Excerpt from a dataset
********************

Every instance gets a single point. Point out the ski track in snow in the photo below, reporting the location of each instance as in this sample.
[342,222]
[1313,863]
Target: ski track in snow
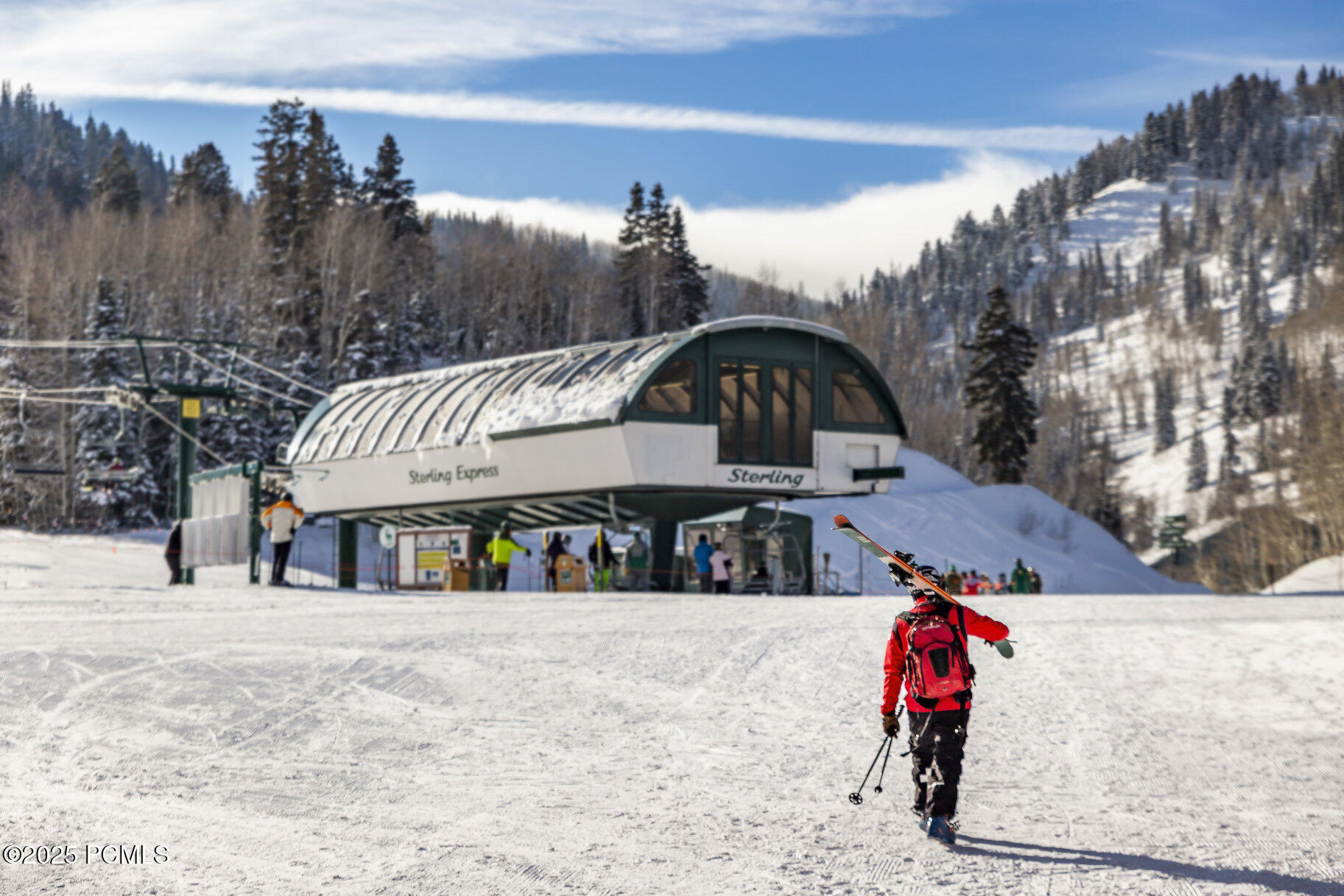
[316,742]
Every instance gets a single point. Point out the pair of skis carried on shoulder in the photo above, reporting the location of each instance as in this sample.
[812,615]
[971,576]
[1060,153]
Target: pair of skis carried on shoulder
[848,528]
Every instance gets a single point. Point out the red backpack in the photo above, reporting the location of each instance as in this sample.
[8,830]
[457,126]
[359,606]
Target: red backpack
[937,664]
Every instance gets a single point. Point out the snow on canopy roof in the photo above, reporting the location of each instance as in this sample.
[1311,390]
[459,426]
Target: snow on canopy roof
[471,402]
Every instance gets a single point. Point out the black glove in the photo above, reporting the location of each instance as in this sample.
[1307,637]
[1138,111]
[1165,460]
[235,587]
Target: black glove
[899,575]
[891,724]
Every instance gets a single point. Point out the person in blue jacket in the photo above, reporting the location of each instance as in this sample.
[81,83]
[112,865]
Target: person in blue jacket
[703,552]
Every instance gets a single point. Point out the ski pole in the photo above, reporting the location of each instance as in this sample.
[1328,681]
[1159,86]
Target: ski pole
[881,774]
[856,797]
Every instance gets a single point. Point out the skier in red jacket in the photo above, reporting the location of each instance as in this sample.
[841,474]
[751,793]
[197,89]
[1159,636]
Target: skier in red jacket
[926,653]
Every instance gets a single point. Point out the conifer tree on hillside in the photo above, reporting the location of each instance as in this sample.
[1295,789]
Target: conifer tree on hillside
[386,190]
[109,437]
[366,347]
[116,187]
[630,260]
[1164,410]
[13,437]
[660,280]
[1006,415]
[1197,464]
[692,289]
[1228,462]
[203,177]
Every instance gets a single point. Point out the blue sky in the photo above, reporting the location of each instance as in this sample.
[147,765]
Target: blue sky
[817,138]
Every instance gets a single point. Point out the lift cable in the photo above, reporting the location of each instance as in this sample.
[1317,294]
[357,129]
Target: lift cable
[234,376]
[112,398]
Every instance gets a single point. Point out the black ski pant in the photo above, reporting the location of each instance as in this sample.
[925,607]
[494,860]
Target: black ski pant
[937,744]
[278,560]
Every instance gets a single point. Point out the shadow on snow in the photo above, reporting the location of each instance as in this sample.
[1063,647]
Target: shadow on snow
[1267,879]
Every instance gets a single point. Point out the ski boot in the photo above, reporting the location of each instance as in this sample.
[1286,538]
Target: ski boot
[941,829]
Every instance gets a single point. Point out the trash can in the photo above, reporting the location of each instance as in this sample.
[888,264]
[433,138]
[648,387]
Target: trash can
[457,575]
[570,574]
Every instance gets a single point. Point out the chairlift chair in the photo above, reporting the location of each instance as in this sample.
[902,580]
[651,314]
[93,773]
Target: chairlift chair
[104,480]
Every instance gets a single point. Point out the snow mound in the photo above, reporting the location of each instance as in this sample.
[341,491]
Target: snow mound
[946,521]
[1319,576]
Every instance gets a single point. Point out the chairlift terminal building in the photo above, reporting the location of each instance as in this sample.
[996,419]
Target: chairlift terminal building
[653,430]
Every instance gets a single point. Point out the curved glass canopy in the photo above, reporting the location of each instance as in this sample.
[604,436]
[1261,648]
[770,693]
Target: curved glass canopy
[472,402]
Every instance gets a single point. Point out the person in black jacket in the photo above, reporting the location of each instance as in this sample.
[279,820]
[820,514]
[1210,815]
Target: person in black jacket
[172,554]
[555,548]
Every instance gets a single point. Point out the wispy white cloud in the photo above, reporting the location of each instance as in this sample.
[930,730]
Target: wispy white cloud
[814,244]
[461,105]
[242,39]
[345,55]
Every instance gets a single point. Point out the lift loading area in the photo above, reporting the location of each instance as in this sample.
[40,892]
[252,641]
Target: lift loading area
[650,431]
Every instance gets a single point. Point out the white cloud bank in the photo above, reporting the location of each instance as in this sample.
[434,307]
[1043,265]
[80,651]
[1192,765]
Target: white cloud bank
[814,244]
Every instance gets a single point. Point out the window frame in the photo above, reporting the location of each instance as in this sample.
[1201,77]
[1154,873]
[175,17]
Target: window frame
[680,417]
[767,426]
[832,423]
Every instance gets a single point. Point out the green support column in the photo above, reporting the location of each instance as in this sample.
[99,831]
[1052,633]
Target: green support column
[189,412]
[663,540]
[347,554]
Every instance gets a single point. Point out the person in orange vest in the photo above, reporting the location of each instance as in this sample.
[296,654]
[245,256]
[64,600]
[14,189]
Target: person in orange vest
[283,519]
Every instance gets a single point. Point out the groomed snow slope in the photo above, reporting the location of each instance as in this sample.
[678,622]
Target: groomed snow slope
[944,518]
[289,742]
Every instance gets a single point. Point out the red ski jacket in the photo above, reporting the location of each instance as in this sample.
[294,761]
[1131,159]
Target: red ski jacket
[894,666]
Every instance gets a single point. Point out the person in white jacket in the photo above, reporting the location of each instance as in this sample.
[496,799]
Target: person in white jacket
[283,519]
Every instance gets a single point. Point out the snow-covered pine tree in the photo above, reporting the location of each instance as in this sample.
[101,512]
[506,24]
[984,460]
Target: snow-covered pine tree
[366,347]
[116,186]
[1164,410]
[630,260]
[1267,382]
[324,177]
[1166,234]
[1230,459]
[386,190]
[108,436]
[1197,464]
[280,176]
[660,275]
[203,177]
[691,285]
[13,436]
[1006,415]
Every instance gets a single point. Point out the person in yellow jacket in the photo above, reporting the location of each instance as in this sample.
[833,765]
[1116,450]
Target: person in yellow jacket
[283,519]
[500,551]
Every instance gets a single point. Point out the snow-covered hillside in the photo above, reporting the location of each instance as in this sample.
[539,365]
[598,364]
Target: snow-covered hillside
[304,742]
[1113,361]
[946,521]
[1319,576]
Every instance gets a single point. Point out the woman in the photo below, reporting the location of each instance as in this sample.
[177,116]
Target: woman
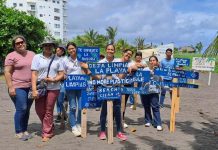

********************

The problem —
Put each line of the records above into a numbered list, skipping blank lines. Leave the pictures out.

Exercise result —
1. Every instance gets a single point. Point out the ski track in snow in the photo below, reporting the location of each instance as in this sample.
2. [342,222]
3. [1313,863]
4. Target: ski track in snow
5. [316,742]
6. Every instance gets a single point. Point out the pair of skis carried on shoulder in the photo above, reporting the location of each instance as in this sample.
7. [812,615]
8. [971,576]
9. [1060,153]
10. Target: pair of skis carried on shoulder
11. [848,528]
12. Every instance gets a single point. Point out the red backpack in the photo above, reporting the location of each instance as in this sample.
13. [8,830]
14. [457,126]
15. [359,606]
16. Target: red backpack
17. [937,664]
18. Every instance gets a single point. Point out the snow on canopy roof in the photo above, reporting the location of each instance as in this sample.
19. [1311,390]
20. [459,426]
21. Target: snow on canopy roof
22. [471,402]
23. Every instance gets a single point. Point out the black glove in the photo above, reporting the location of each instance as in this sample.
24. [1307,637]
25. [1138,111]
26. [1165,460]
27. [235,587]
28. Target: black glove
29. [899,575]
30. [891,724]
31. Every instance gets a single point. Point out the person in blue jacket in the photo above, reporting the location of each instance as in this sample.
32. [81,83]
33. [112,865]
34. Target: person in blue jacket
35. [703,552]
36. Every instance gets a single point. Point out the ski pole in the photo above, reporting the location of each instance as in this sample.
37. [1328,681]
38. [1159,86]
39. Target: ski pole
40. [881,774]
41. [856,797]
42. Every instance gets a single point. Point out the skier in red jacket in the photo above, reporting the location of each instance as in this sample.
43. [841,474]
44. [751,793]
45. [197,89]
46. [1159,636]
47. Target: skier in red jacket
48. [926,653]
49. Every instance gets a single point. Point out the conifer tree on hillside in the photo above, reporting the location of each instance as in this sample.
50. [1295,789]
51. Target: conifer tree on hillside
52. [386,190]
53. [109,437]
54. [366,347]
55. [116,187]
56. [630,260]
57. [1164,410]
58. [13,437]
59. [660,280]
60. [1006,415]
61. [1197,464]
62. [692,289]
63. [1228,462]
64. [203,177]
65. Every instance gets a single point. Point out the blue sky in the photo above, reporting the location of each instance as in this sample.
66. [147,765]
67. Target: blue sky
68. [817,138]
69. Every instance gets a single point. Point out the lift cable in the photo above, reporting the location of each instance as in this sample.
70. [1317,294]
71. [357,129]
72. Target: lift cable
73. [234,376]
74. [112,398]
75. Every instance gets a single point. Point out the black ski pant in the photo above, reporting the location of each instance as in this sample.
76. [925,607]
77. [494,860]
78. Target: black ski pant
79. [937,744]
80. [278,560]
81. Every instance gets a single point. Point out the shadow on snow in the photo above, reporting the location of each instance as in this sample.
82. [1063,647]
83. Target: shadow on snow
84. [1267,879]
85. Every instance gets a single point. Point out the ski boot in the photo above, reporting the location of each instance as in this sample.
86. [1286,538]
87. Target: ski boot
88. [941,829]
89. Every instance gets a single point. Point out the trash can in the photo above, reporting the location of each instance as in this sample.
90. [888,264]
91. [433,138]
92. [648,387]
93. Target: trash can
94. [457,575]
95. [570,574]
96. Every instance gets a single point. Point out the chairlift chair in the photo above, reporting the location of each instance as in this sample.
97. [902,580]
98. [651,314]
99. [93,773]
100. Target: chairlift chair
101. [104,480]
102. Every instance gets a single point. Point out the snow mound in the photo above, reporting the location of each instance as in this sample.
103. [341,491]
104. Target: snow mound
105. [946,521]
106. [1319,576]
107. Every instance gets a single point. Point out the chairlift terminal building in the photo above, reporting the location of each instance as in this sample.
108. [996,419]
109. Target: chairlift terminal building
110. [653,430]
111. Every instance gets a single point. Point out the curved glass canopy in the photo above, reporting the location of each instance as in this sample.
112. [604,436]
113. [1261,648]
114. [770,693]
115. Target: curved glass canopy
116. [472,402]
117. Every instance gets a single point. Point out the person in black jacket in the photo above, reporting the location of each instance as in this sample.
118. [279,820]
119. [820,514]
120. [1210,815]
121. Target: person in black jacket
122. [172,554]
123. [555,548]
124. Every instance gets a single point. Point out the wispy white cloud in the photo above, reporting the location of each instance as in this sample.
125. [930,730]
126. Target: wispy white cloud
127. [814,244]
128. [461,105]
129. [242,39]
130. [345,55]
131. Every instance gets a single point. Point out the lift loading area in the photo above, reporting the location of each instance as in this sample.
132. [40,892]
133. [252,641]
134. Target: lift loading area
135. [650,431]
136. Every instance gets a single point. Point out the white cloud bank in the photo above, reporting the location of each instance as in this sample.
137. [434,307]
138. [1043,265]
139. [80,651]
140. [1192,765]
141. Target: white cloud bank
142. [814,244]
143. Every instance gets a single point. Point out the window frame in the photo above, reporting the location of each instance as in this sample.
144. [1201,77]
145. [1154,873]
146. [175,17]
147. Target: window frame
148. [680,417]
149. [767,426]
150. [832,423]
151. Every instance gets a single point. Point out the green support column in the photo above, reporting the location of each instance as in this sample.
152. [99,831]
153. [1052,633]
154. Target: green support column
155. [189,412]
156. [663,540]
157. [347,554]
158. Every instance gets a single point. Point out the person in orange vest in the photo above, reporting the location of each instance as in this sample.
159. [296,654]
160. [245,256]
161. [64,600]
162. [14,189]
163. Target: person in orange vest
164. [283,519]
165. Every instance gets a single point. Point out the groomed snow slope in the photo above, reporting the location of each instance as in this sample.
166. [678,622]
167. Target: groomed snow slope
168. [944,518]
169. [289,742]
170. Every instance gets a single point. Point out the red ski jacket in the photo above, reporting the location of each instance as in this sample.
171. [294,761]
172. [1131,159]
173. Target: red ski jacket
174. [894,666]
175. Every instance gets a single point. Point out the person in white jacket in the photo above, reporting the location of each instance as in this sample.
176. [496,799]
177. Target: person in white jacket
178. [283,519]
179. Every instance gets a single point. Point out the snow-covered pine tree in the photo above, reporting the location of each instance as in this sample.
180. [101,512]
181. [506,24]
182. [984,460]
183. Target: snow-covered pine tree
184. [366,347]
185. [116,186]
186. [1164,410]
187. [630,260]
188. [1267,382]
189. [324,177]
190. [1166,234]
191. [1230,459]
192. [386,190]
193. [108,436]
194. [1197,464]
195. [280,176]
196. [660,275]
197. [203,177]
198. [691,285]
199. [13,436]
200. [1006,415]
201. Every instance gets a single point. Point out the person in yellow jacket in the photo above, reporting the location of each instance as in this sample.
202. [833,765]
203. [1116,450]
204. Target: person in yellow jacket
205. [283,519]
206. [500,551]
207. Every instance gets a single point. Point out the snow-covered hillside in the photo above, reporting the location of each instance as in this sample.
208. [539,365]
209. [598,364]
210. Target: snow-covered hillside
211. [304,742]
212. [1113,361]
213. [946,521]
214. [1319,576]
215. Every instance gets a single point. Point out the woman in the photo below, reporting the location of each instance as in this sample.
216. [177,116]
217. Target: woman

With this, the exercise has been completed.